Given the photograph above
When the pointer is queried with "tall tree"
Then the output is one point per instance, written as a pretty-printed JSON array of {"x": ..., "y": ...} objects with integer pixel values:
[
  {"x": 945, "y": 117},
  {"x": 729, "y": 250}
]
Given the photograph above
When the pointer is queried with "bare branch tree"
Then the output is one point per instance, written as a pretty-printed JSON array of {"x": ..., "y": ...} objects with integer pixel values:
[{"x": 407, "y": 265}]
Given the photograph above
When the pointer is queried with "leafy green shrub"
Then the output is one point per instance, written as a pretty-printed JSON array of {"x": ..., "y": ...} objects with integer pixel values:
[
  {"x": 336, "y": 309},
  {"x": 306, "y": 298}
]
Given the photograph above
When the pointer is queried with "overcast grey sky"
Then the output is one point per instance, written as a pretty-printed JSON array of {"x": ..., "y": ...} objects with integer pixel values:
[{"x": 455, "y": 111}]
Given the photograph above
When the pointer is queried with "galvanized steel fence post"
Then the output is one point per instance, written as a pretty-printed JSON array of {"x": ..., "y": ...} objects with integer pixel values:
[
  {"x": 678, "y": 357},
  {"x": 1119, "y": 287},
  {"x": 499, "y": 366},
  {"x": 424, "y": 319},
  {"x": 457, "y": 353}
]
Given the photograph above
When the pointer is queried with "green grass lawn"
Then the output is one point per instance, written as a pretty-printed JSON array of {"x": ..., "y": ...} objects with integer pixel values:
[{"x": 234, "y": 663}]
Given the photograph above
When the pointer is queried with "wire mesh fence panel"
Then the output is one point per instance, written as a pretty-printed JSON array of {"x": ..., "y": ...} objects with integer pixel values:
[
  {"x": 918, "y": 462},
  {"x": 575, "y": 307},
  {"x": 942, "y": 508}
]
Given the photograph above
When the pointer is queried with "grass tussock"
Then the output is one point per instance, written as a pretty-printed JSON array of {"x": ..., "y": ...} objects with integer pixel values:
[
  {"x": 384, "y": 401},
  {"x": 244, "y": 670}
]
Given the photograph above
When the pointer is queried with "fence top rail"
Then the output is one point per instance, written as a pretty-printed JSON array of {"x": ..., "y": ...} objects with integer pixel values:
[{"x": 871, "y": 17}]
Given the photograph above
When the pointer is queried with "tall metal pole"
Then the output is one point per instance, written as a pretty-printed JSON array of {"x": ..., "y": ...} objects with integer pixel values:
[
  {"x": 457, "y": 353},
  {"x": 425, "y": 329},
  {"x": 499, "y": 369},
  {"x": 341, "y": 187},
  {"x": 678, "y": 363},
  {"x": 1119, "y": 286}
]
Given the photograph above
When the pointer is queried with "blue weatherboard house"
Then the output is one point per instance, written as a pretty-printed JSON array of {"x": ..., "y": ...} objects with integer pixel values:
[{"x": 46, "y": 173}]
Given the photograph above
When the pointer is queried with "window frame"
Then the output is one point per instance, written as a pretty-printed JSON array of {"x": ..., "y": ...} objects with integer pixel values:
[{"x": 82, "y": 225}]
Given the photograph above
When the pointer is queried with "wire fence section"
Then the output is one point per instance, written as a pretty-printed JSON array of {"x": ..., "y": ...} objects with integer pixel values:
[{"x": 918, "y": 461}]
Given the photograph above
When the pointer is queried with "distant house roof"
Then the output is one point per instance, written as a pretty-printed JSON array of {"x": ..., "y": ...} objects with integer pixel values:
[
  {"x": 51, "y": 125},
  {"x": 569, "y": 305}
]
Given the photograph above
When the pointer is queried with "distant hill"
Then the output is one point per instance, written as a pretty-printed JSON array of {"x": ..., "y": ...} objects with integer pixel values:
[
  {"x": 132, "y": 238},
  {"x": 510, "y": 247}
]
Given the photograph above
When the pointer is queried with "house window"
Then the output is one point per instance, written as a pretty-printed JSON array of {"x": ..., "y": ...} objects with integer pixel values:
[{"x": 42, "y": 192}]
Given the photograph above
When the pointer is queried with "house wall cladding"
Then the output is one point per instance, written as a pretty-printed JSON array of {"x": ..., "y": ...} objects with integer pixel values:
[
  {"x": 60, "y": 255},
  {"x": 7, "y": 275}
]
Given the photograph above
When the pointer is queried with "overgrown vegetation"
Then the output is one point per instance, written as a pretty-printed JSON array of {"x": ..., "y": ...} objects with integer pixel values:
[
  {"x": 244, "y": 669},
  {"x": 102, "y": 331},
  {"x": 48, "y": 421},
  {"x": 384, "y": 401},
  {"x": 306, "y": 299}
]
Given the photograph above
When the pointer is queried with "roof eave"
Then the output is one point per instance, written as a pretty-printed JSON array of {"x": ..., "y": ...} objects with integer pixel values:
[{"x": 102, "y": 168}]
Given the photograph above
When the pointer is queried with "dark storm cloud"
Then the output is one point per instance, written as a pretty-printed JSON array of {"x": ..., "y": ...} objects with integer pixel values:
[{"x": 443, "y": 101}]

#### WORK INSTRUCTIONS:
If a line of the data contains the word "wire", it should be counted; state the total and nothing more.

#### FINISHED TASK:
2